_Exercise aim_. Return every line of the material below that contains the string "parking". Case counts.

/---

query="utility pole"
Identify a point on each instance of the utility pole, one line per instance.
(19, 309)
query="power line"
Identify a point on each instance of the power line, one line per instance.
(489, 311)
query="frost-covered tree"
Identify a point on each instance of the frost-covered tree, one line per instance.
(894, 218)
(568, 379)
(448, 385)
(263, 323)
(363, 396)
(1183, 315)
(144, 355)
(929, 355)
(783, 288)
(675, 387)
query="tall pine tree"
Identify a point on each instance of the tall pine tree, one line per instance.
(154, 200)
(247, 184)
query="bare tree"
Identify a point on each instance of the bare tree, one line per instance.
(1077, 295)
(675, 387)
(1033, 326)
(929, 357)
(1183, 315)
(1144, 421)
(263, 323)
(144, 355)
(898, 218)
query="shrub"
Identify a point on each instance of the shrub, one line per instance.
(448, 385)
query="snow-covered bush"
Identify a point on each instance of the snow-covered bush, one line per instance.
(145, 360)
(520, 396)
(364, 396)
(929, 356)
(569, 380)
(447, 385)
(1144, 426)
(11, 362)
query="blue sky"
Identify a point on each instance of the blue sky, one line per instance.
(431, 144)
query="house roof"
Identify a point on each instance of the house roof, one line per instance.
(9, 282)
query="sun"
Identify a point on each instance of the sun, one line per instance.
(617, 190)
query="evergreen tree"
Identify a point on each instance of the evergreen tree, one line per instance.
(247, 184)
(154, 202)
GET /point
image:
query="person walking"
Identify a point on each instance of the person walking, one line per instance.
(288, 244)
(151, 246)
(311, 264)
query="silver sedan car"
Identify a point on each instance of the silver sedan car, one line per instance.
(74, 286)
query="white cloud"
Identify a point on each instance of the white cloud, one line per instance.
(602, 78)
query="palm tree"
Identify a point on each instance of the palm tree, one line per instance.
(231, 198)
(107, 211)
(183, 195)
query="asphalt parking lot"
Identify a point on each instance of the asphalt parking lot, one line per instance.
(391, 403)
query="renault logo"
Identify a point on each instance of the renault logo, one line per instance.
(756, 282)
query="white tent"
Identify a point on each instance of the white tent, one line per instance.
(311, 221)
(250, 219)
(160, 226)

\---

_Written solution_.
query="asphalt parking lot"
Identify a point on each instance of the asphalt parking lot, one line per instance.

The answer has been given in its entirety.